>> BEGIN
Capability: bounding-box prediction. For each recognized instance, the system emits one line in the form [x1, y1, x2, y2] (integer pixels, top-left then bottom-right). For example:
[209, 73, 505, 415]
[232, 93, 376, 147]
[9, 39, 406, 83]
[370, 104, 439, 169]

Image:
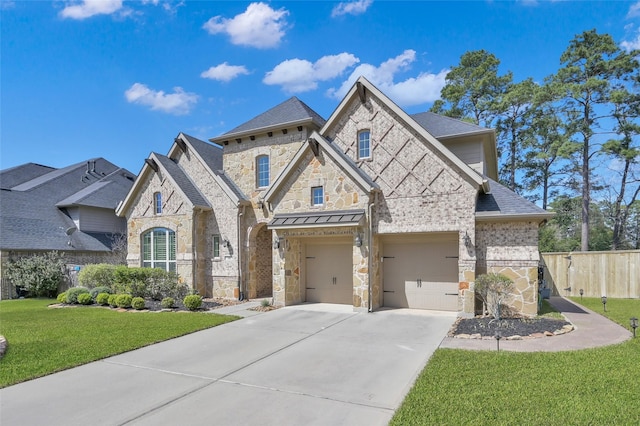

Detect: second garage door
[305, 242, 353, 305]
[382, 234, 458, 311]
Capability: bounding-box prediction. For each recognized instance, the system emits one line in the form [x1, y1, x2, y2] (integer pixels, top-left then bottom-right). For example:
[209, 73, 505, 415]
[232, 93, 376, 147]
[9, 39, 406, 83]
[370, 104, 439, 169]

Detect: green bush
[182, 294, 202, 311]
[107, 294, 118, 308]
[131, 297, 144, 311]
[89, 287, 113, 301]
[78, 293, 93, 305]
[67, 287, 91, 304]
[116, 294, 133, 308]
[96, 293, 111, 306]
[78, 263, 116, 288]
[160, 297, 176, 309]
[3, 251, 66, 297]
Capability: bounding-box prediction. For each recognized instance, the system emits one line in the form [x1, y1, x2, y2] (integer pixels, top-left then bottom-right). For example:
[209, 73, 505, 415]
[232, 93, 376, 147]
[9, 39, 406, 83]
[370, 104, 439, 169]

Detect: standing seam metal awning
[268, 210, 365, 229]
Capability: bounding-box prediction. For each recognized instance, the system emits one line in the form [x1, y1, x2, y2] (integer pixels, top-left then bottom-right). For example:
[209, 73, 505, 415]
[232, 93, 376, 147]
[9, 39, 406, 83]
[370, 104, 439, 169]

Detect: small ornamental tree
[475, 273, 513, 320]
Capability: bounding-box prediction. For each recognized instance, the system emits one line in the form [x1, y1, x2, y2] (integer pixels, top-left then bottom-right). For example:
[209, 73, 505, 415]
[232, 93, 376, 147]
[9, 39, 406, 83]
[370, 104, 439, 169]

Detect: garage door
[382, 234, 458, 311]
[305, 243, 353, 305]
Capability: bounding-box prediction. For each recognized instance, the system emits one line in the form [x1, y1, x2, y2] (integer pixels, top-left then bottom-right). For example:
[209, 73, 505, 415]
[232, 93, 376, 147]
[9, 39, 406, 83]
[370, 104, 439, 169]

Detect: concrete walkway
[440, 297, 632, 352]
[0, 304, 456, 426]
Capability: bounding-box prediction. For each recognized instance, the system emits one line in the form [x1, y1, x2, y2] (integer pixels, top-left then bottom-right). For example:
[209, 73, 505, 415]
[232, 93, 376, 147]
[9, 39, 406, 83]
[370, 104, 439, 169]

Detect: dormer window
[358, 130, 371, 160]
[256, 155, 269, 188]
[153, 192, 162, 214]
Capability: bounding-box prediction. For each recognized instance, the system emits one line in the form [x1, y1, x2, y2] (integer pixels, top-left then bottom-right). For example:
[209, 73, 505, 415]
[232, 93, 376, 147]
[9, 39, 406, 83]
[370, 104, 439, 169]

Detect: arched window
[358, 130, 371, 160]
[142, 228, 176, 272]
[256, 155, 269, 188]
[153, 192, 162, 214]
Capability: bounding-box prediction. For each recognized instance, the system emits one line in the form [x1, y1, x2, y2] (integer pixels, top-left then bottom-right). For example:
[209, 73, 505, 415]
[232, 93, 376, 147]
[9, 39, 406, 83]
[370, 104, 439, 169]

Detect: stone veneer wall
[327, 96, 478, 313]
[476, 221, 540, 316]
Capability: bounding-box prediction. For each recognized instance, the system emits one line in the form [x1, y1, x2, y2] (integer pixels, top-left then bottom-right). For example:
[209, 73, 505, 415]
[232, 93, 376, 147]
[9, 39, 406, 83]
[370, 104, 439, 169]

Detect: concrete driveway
>> END
- **AIM OF THE EXERCISE**: Please pull out each line from the items above that contains the word "door", and copy those lines in order.

- **WORKED ANSWER**:
Detect: second garage door
Detect: garage door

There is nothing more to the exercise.